Graphic novels aren’t the typical books I read. I used to read a fair amount of comics when I was younger, mostly because Kris was really into them.
I’ve always wanted to read more graphic novels, but I rarely do because they’re more on the expensive side and they never take me too long to read. So, I always end up getting novels than graphic novels.
But I love a good one every now and then and, as you all know, I’ve been in a bit of a reading slump lately.
The other day Kris and I went to the bookstore and she was in the mood to buy. And when I say buy, I mean buy a lot. Then again, I also had $50 in gift cards so we went a little nuts.
There are always a lot of graphic novels I want to buy whenever we go to the bookstore. There are a ton of series I want to read, most being superheroes that I don’t know where to start since there are so many different versions.
So, what exactly did we buy?
We ended up buying four manga books and two graphic novels. We bought the third volume of Archie, the first volume of Phoenix Wright: Ace Attorney, the first and second volumes of the original Pokemon manga, volume one of Ninja Turtles Universe, and The Legend of Zelda: Four Swords (which is technically the fifth volume).
I also wanted to get the first volume of Ouran High School Host Club and Fruits Basket, but we figured we’d stop at $100. We could have gone on and on and on… We could have gotten Batman, Wonder Woman, Justice League, etc. The list goes on.
I think reading these will help me get out of a slump and get me back into reading great stories again. I can’t wait to give them a shot and buy the next volumes in all the series.
Do you typically read graphic novels? How do you get out of a reading slump? Let me know in the comments below!
Title: Archie, Vol. 1: The New Riverdale Author: Mark Waid, Fiona Staples (illustrations), Annie Wu (illustrator), Veronica Fish (illustrator)
Published: March 2016 by Archie Comics Genre: Graphic Novel How I got the book: I borrowed it from my sister
America’s Favorite Teenager, Archie Andrews, is reborn in the pages of this must-have graphic novel collecting the first six issues of the comic book series that everyone is talking about. Meet Riverdale High teen Archie, his oddball, food-loving best friend Jughead, girl-next-door Betty and well-to-do snob Veronica Lodge as they embark on a modern reimagining of the beloved Archie world. It’s all here: the love triangle, friendship, humor, charm and lots of fun – but with a decidedly modern twist.

*Task requirements*
Can you sum up the post about buying graphic novels in two sentences?

*Entries supplied*
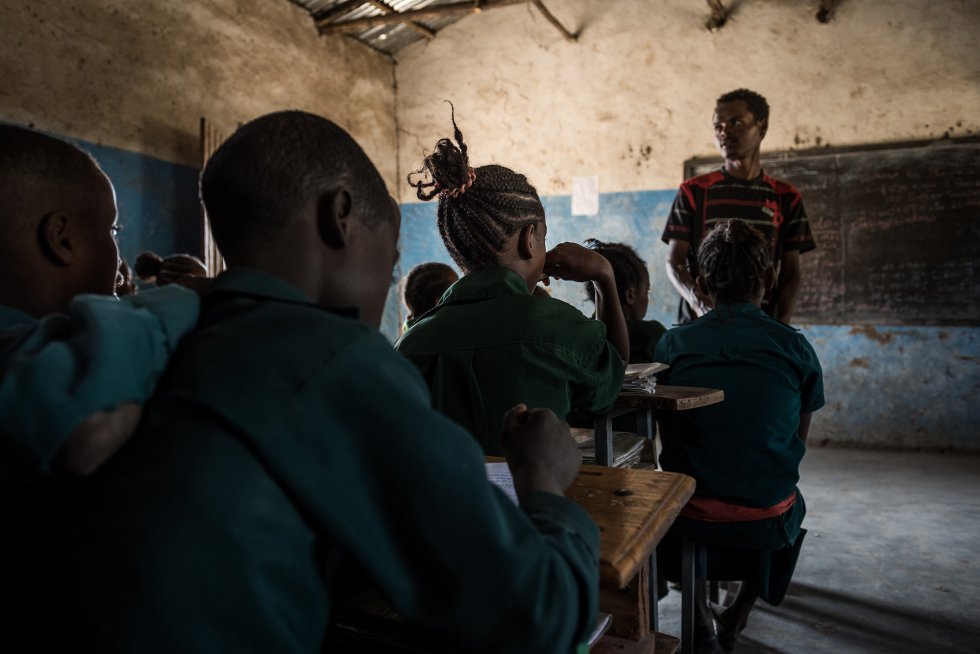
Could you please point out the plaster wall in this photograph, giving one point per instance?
---
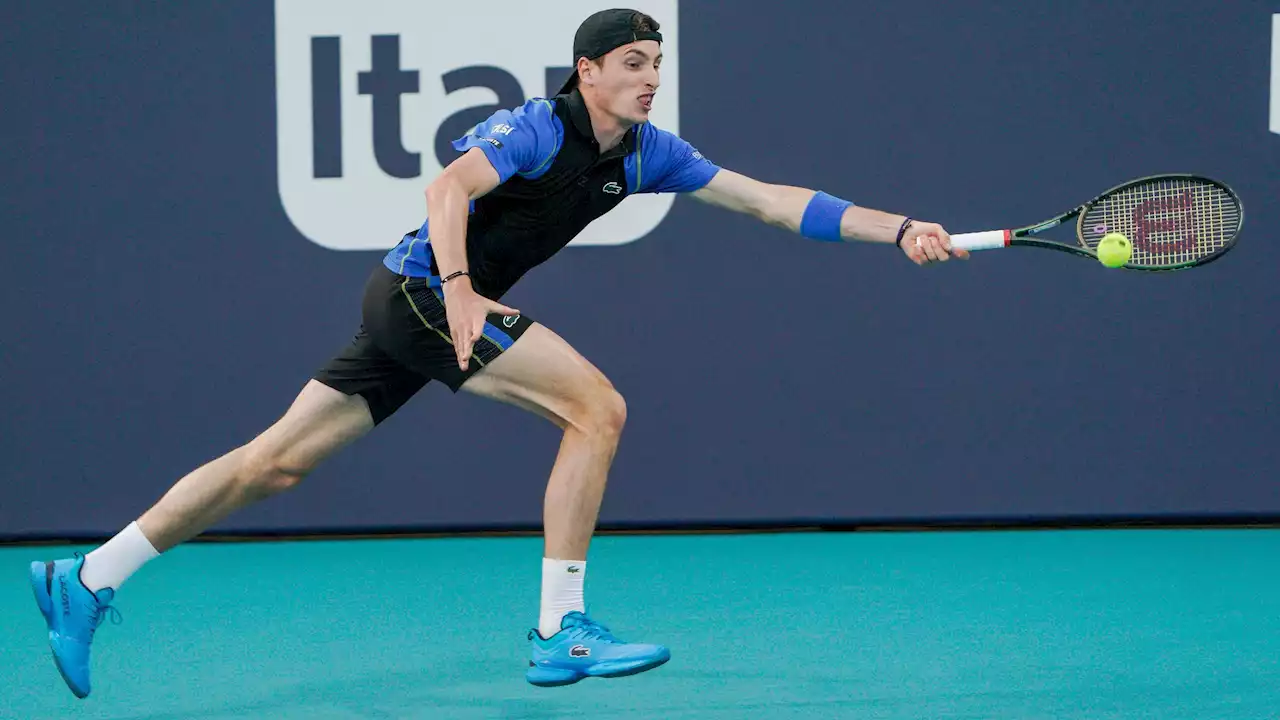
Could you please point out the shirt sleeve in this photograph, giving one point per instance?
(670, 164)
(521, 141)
--
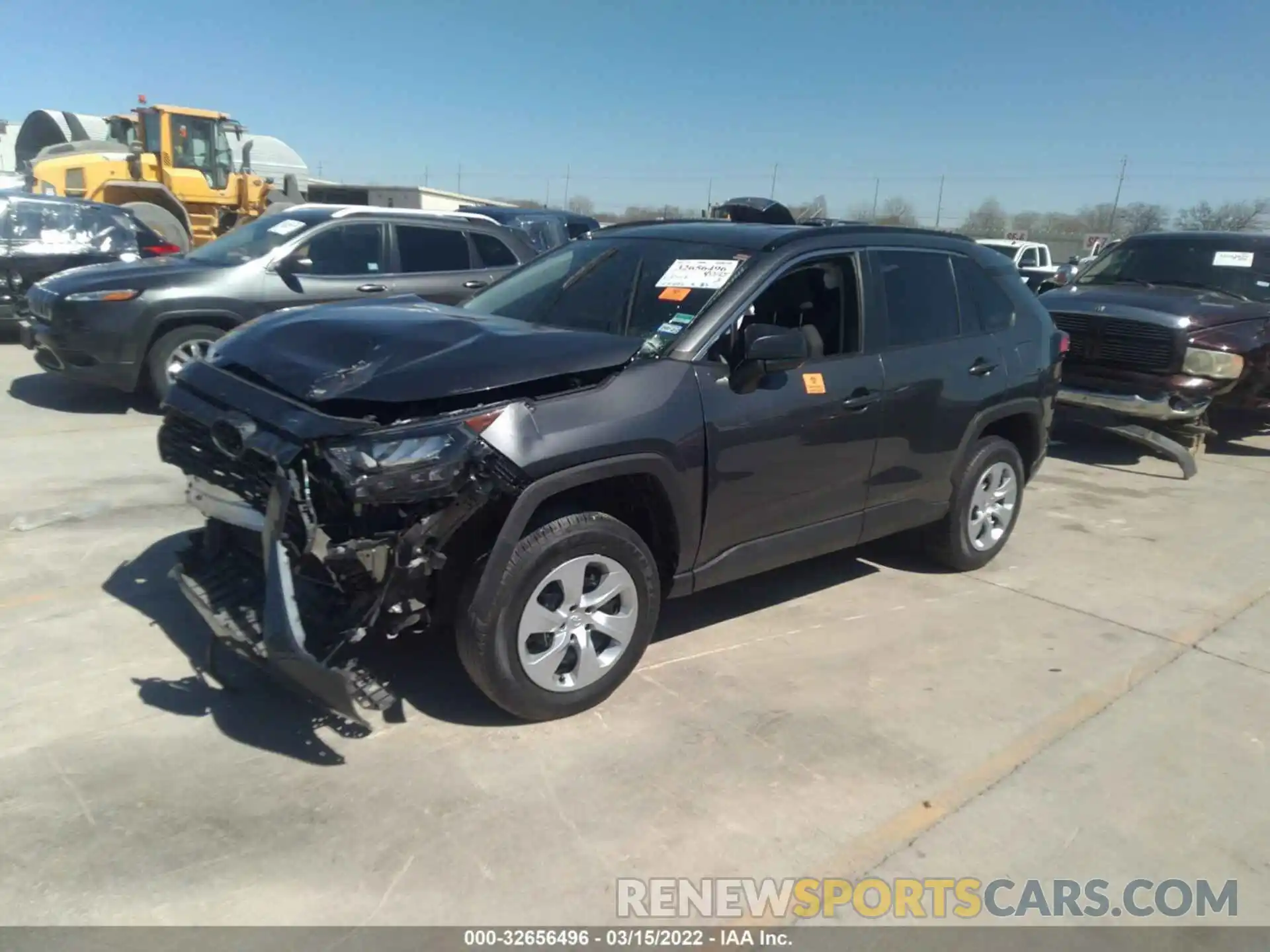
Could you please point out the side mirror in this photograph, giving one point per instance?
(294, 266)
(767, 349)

*Worked answer*
Hoping to break out of a reading slump, the writer went to the bookstore with Kris and, helped by $50 in gift cards, bought four manga books and two graphic novels, among them volumes of Archie, Phoenix Wright: Ace Attorney, the original Pokemon manga, Ninja Turtles Universe, and The Legend of Zelda: Four Swords. The writer expects these to lead back to great stories and plans to buy the next volumes in each series, and the post ends with a listing for Archie, Vol. 1: The New Riverdale, a March 2016 Archie Comics collection that gives Archie, Jughead, Betty and Veronica a modern twist.